You can see this in Samuel Smith’s Boar’s Head in Stockport, where from opening time each morning there will be a fair number of customers, mostly older men who are retired or on disability, who clearly see it as a kind of social club and engage in various kinds of inconsequential banter. Looking at the wider picture, though, slow-spending, elderly customers are not something that greedy pub-owners want to encourage, hence the trends for wall-to-wall dining and replacing comfortable benches with posing tables that are a challenge for creaky joints.

But the importance of pubs in giving people some kind of social outlet, however limited, cannot be understated. Yes, old blokes sitting on their own in the pub may seem sad. But it’s helping to alleviate a greater sadness.

January 2017

Can This Be For Real?

“Real ale in a can” is a flawed concept that undermines bottle-conditioning

EYEBROWS were raised last year at the news that CAMRA had given accreditation as “real ale” to can-conditioned beers from Moor Brewery in Bristol. While this may on the face of it sound surprising, given that CAMRA is happy to recognise bottle-conditioned beers as “real ale”, it is entirely consistent to do the same for beer that still contains live yeast, but just happens to be in a different kind of container.

Having expressed some scepticism about the concept, I was – to their credit – sent a sample of six cans to try by Moor Brewery. Now, they all came across as well-made beers, and one, the rye-infused Smokey Horyzon, particularly tickled my tastebuds. The amount of yeast and carbonation suggested that they could realistically have conditioned in the can. Having allowed them to settle for a couple of weeks, I was able to pour most of them reasonably clear. But I have to say I’m not remotely convinced by the concept.

Over the years, I’ve enjoyed many excellent bottle-conditioned beers. But I’ve always been able to check that the yeast has settled to the bottom, and then pour it carefully to ensure I end up with a clear drink. However, with a can, you simply can’t do that, so you have to trust to time as to whether the yeast has settled, and depend on very precise timing to minimise the amount that ends up in the glass. The whole process is turned into a lottery. For this reason, regardless of the inherent merits of the beer, I’d say cans are not an appropriate medium for container-conditioned packaged beers.

Personally, I prefer the taste of beer, not yeast, and there is far too much anecdotal evidence of murky beer playing havoc with the digestive tract for such concerns to be dismissed out of hand. The whole concept of "real ale in a can" has not been thought through properly, and I find it disappointing that CAMRA has given it its seal of approval.

**DATA SHOWN:**
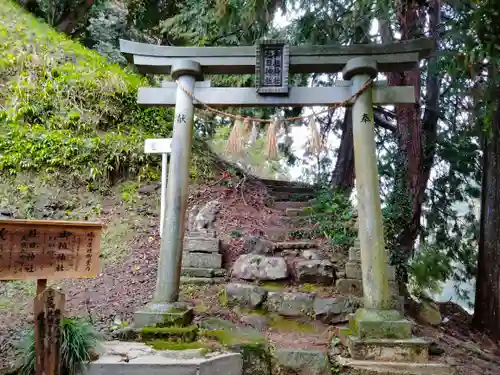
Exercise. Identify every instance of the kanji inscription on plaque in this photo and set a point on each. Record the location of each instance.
(271, 67)
(37, 249)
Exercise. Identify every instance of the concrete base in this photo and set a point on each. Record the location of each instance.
(408, 350)
(119, 358)
(357, 367)
(167, 314)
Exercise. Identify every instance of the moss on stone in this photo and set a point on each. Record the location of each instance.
(272, 285)
(375, 324)
(252, 347)
(308, 288)
(281, 323)
(169, 345)
(177, 317)
(179, 334)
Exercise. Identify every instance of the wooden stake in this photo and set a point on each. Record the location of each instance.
(49, 310)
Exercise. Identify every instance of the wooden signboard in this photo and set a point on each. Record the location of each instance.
(45, 249)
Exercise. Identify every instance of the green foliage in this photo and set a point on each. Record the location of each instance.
(332, 212)
(78, 342)
(64, 108)
(428, 268)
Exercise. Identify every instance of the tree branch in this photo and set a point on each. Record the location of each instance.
(379, 120)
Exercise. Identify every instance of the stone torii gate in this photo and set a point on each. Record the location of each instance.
(272, 61)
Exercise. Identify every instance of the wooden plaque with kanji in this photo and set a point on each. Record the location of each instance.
(44, 249)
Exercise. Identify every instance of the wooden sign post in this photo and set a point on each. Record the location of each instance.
(39, 250)
(49, 310)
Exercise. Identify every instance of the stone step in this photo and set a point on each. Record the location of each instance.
(398, 350)
(293, 212)
(361, 367)
(137, 358)
(202, 280)
(293, 197)
(283, 205)
(200, 244)
(201, 260)
(305, 244)
(203, 272)
(271, 183)
(302, 361)
(299, 190)
(303, 220)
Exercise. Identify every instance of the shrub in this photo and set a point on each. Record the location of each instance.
(78, 342)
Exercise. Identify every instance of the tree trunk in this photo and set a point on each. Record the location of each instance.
(343, 174)
(415, 137)
(487, 303)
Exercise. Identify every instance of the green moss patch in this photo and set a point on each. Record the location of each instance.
(281, 323)
(175, 334)
(249, 342)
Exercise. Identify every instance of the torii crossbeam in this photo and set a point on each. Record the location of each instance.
(271, 62)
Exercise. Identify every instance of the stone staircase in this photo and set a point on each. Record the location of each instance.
(201, 259)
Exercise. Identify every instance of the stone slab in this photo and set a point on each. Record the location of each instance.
(201, 260)
(203, 272)
(177, 313)
(408, 350)
(355, 254)
(315, 271)
(361, 367)
(355, 286)
(349, 286)
(303, 361)
(375, 324)
(353, 270)
(283, 205)
(201, 280)
(294, 304)
(251, 296)
(201, 234)
(159, 364)
(201, 245)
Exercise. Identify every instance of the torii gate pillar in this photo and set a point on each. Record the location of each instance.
(165, 299)
(371, 233)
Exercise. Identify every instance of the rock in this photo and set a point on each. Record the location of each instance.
(310, 255)
(205, 218)
(201, 260)
(334, 310)
(257, 245)
(435, 349)
(245, 295)
(291, 304)
(428, 312)
(148, 189)
(256, 321)
(5, 213)
(315, 271)
(193, 212)
(259, 267)
(200, 244)
(290, 253)
(303, 361)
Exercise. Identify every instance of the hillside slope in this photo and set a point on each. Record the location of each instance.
(64, 109)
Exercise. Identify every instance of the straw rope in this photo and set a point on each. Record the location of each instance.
(367, 84)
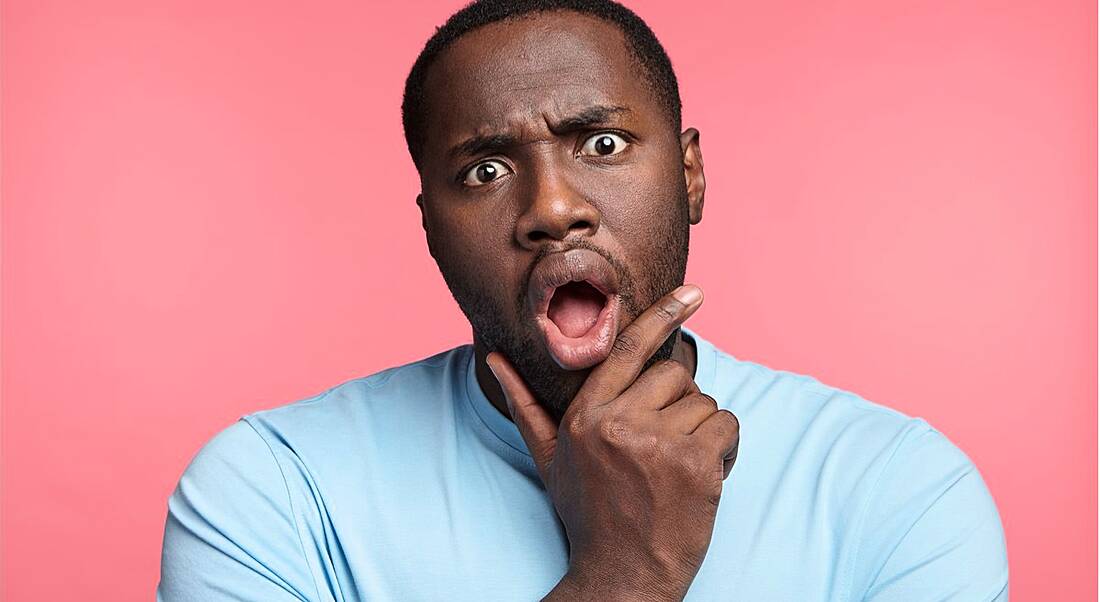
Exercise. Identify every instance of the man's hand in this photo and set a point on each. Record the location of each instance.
(636, 467)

**WHAT IS BEING ASKED:** Repeat the portion of the beer column between "You can see" and "Be For Real?", inclusive, word for word.

**EXERCISE ANSWER:**
You can see this in Samuel Smith’s Boar’s Head in Stockport, where from opening time each morning there will be a fair number of customers, mostly older men who are retired or on disability, who clearly see it as a kind of social club and engage in various kinds of inconsequential banter. Looking at the wider picture, though, slow-spending, elderly customers are not something that greedy pub-owners want to encourage, hence the trends for wall-to-wall dining and replacing comfortable benches with posing tables that are a challenge for creaky joints.

But the importance of pubs in giving people some kind of social outlet, however limited, cannot be understated. Yes, old blokes sitting on their own in the pub may seem sad. But it’s helping to alleviate a greater sadness.

January 2017

Can This Be For Real?